_REQUIRED ACTION_
A faithful transcript of every entry is required; pictures do not belong in it.
-- INFORMATION follows --
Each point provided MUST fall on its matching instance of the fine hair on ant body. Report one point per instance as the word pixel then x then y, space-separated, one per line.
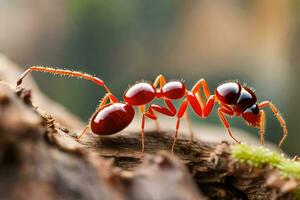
pixel 111 117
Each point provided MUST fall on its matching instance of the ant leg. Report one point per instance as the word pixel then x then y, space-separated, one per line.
pixel 83 131
pixel 142 108
pixel 161 81
pixel 279 118
pixel 262 127
pixel 63 72
pixel 296 158
pixel 108 96
pixel 201 83
pixel 225 122
pixel 189 124
pixel 180 113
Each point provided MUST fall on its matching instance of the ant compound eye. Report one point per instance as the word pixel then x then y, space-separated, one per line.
pixel 252 115
pixel 228 93
pixel 246 99
pixel 139 94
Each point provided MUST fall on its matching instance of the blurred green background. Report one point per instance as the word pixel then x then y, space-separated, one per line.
pixel 123 42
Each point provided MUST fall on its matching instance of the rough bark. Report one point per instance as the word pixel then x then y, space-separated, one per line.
pixel 41 159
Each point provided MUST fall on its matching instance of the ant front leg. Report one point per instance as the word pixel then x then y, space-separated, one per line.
pixel 221 112
pixel 108 96
pixel 279 118
pixel 170 110
pixel 161 81
pixel 201 108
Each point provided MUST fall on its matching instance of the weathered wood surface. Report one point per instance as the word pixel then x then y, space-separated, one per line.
pixel 41 159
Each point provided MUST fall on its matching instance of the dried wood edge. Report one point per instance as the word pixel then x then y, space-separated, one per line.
pixel 211 165
pixel 44 166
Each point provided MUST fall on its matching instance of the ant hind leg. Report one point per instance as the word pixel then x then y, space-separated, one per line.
pixel 225 122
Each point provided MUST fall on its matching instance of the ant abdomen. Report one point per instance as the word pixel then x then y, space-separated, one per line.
pixel 112 118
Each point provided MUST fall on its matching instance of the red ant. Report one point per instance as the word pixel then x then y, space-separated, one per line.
pixel 233 99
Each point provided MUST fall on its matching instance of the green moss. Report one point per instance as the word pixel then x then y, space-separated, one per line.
pixel 260 156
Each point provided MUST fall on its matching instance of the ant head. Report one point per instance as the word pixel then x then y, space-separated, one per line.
pixel 173 90
pixel 252 115
pixel 228 93
pixel 139 94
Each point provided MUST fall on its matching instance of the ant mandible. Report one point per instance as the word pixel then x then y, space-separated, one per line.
pixel 233 99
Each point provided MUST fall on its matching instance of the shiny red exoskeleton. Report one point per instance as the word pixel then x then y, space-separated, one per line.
pixel 109 118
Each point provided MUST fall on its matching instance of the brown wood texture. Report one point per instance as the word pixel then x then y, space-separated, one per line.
pixel 41 159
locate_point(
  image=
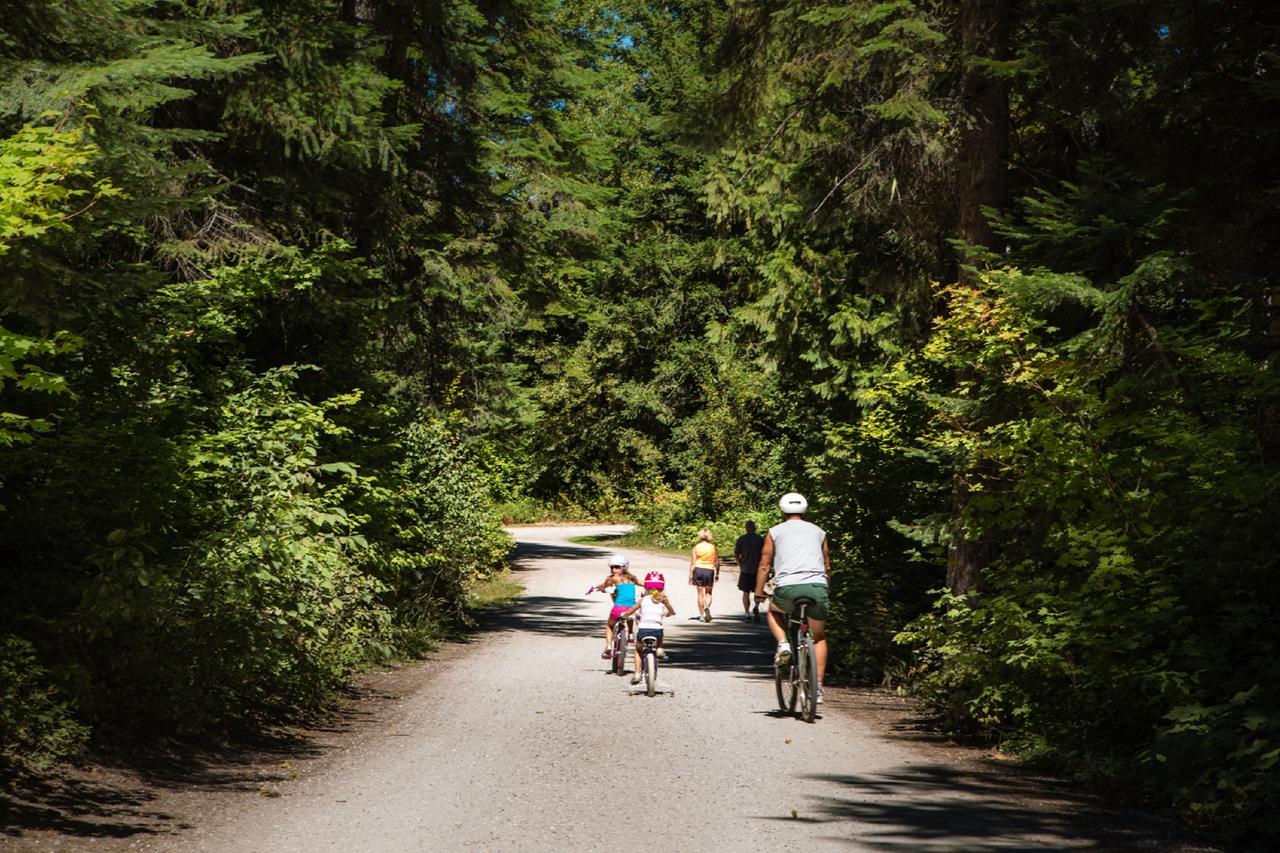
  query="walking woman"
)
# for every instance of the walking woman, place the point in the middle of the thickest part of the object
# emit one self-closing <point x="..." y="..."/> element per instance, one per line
<point x="704" y="571"/>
-- INFORMATION concluded --
_ANSWER BOX_
Each point provided MUST fall on its matching instance of the fine hair on ant body. Report one point per instance as the word pixel then x then y, space-separated, one per line.
pixel 111 117
Each point provided MUST fall on its matching instance of the ant leg. Report one point per instance as the word pixel then x then y, space-separated, one per line.
pixel 83 131
pixel 142 108
pixel 161 81
pixel 279 118
pixel 262 127
pixel 63 72
pixel 296 158
pixel 108 96
pixel 201 83
pixel 225 122
pixel 189 124
pixel 180 113
Each point provided MUST fall on its matching instance of the ant compound eye. Report one point per instance as the word pixel then x then y, space-separated, one per line.
pixel 252 115
pixel 228 93
pixel 246 99
pixel 139 94
Each point provided MUST fall on its matching instance of the blurred green background. Report one point per instance as the word pixel then x then y, space-separated, one per line.
pixel 123 42
Each point provided MUST fall on its matching instance of the rough bark. Report one point per instance as the word pixel then x then y, space-separated, one per line.
pixel 41 159
Each point provided MUST fall on its matching instance of the ant front leg. Report one point per instance as the word pixel then x then y, space-separated, one per line.
pixel 221 112
pixel 108 96
pixel 279 118
pixel 170 110
pixel 161 81
pixel 201 108
Each point provided MUST fall on its matching instance of the weathered wood surface. Report one point per instance as the word pixel then x then y, space-separated, one per line.
pixel 41 159
Each point provided MUST fall on its matching instance of the dried wood edge. Report one point per instance as the word pixel then x then y, space-separated, one per line.
pixel 211 165
pixel 44 166
Each point provided MUST fall on its matching instance of the ant hind leg. Report one point per instance as the word pixel then x then y, space-separated, one per line.
pixel 225 122
Each point provided MUST fall on its matching instance of the ant abdomen. Report one point per instance as the word pixel then x then y, space-separated, one per line.
pixel 112 118
Each point provided MUST fall on its matching instance of the red ant. Report one point per instance as the word pixel then x then y, space-separated, one per line.
pixel 233 99
Each point provided MUST fall on its matching instance of the green moss. Report one point per instance as the word pixel then x then y, space-separated, one per line.
pixel 260 156
Each point provided MUST fall on its matching instance of the ant head. Report one point per instance as the word pixel then x then y, space-separated, one per line.
pixel 173 90
pixel 252 115
pixel 228 93
pixel 139 94
Each point provided MUST fall on its matching instance of the ant mandible. Report one point per instance as the word pixel then x then y, space-separated, one per line.
pixel 233 99
Each point provided MUST fall on its matching instance of the shiny red exoskeleton. Report one point per instance as the word pixel then x then y, space-separated, one per line.
pixel 109 118
Each point provided MUST fall on its matching instance of the brown wood texture. Report one point per instance as the word pixel then x then y, space-separated, one per line.
pixel 41 159
locate_point(
  image=
  query="walking woman"
)
# for every instance of the walking woman, place the point in the middle of the thickest part of the object
# emit one self-closing <point x="..." y="..."/> element per instance, one per line
<point x="704" y="571"/>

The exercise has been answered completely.